(Beginning of Source material)
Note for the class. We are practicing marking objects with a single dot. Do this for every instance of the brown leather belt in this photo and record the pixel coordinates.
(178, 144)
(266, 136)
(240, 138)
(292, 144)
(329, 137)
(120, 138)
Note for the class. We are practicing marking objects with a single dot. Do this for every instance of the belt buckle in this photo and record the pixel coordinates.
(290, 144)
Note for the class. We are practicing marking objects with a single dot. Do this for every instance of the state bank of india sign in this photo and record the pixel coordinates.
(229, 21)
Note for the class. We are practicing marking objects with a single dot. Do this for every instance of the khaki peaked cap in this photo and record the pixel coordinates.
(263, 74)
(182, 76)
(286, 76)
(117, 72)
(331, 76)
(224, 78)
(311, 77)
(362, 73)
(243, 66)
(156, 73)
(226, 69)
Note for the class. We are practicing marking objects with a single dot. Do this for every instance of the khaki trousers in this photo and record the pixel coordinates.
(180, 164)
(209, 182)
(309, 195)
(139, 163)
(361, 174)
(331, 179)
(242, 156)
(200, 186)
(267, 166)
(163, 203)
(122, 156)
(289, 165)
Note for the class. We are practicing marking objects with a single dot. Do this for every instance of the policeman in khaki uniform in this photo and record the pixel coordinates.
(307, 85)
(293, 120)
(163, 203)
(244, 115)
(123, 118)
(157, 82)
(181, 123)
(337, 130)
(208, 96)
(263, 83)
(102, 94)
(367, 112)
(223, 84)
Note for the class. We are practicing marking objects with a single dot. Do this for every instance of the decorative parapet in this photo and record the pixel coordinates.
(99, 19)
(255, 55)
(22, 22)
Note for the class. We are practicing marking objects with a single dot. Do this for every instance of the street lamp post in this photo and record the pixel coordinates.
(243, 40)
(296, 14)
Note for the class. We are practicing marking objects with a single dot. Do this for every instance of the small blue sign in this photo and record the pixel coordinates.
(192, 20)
(End of Source material)
### Exercise
Answer with the exact lines running from the one that contains "of the small" through the last line of the data. Include no other line.

### Exercise response
Note for the class. We are practicing marking objects with a single dot. Do this for every instance of the small blue sign in this photo and record the pixel coordinates.
(192, 20)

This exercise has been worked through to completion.